# MATERIAL TO PROCESS
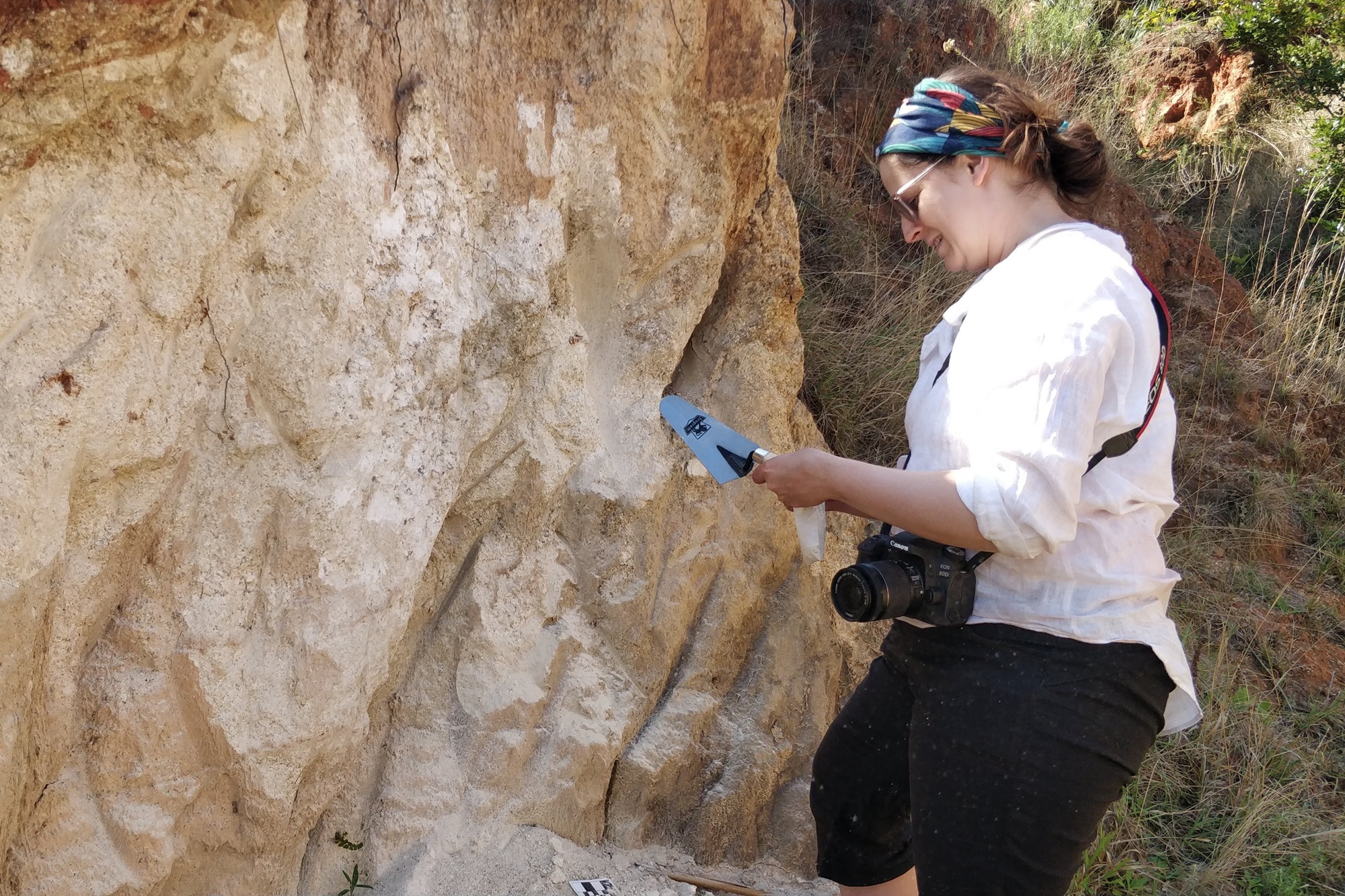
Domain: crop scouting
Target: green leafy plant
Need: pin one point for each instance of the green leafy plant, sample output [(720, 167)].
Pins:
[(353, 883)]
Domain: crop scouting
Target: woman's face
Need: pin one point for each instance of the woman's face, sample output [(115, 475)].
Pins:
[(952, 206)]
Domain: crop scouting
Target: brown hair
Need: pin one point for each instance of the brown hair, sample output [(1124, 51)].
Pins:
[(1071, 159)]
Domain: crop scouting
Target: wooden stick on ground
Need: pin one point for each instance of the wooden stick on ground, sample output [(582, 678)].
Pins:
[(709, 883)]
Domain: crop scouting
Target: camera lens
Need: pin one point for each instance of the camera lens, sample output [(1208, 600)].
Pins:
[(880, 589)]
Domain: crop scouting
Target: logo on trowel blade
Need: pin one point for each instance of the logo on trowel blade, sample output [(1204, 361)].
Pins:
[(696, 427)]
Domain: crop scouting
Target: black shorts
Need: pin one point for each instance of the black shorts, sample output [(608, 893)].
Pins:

# DIRECTIVE
Reproduce all of the data above line for line without changing anything, but leave the pictures out.

# REPLY TO THE TASK
Domain: crop scouting
Target: green leafy plant
Need: pin one point for each instance of the green leafy plant, sample output [(720, 167)].
Pins:
[(353, 883)]
Domain: crop scouting
Target: woman's face
Need: pin one point for each instance of the woman's face, sample output [(115, 475)].
Pins:
[(952, 206)]
Domain: crop scouting
Target: brown hair
Need: pin one point for each instance of the brown hair, sample output [(1124, 51)].
Pins:
[(1071, 159)]
Domain: crop scouting
Target: wooden stick on ground
Need: pin one point for each instance of the wooden stick on ground, sample output [(582, 678)].
Pins:
[(709, 883)]
Domain: crop scouting
Target: camera lens
Need: pin one point for each instance of the camera lens, sample output [(1208, 600)].
Pins:
[(880, 589)]
Domain: crop scouting
Target: logo on trowel blade
Need: pin one point for each instance of the logo on trowel blade, sample output [(1204, 361)].
Pins:
[(696, 427)]
Domain: crop scouting
Target: black shorts
Need: pin one point for each instance of the black shorts, sample output [(608, 893)].
Pins:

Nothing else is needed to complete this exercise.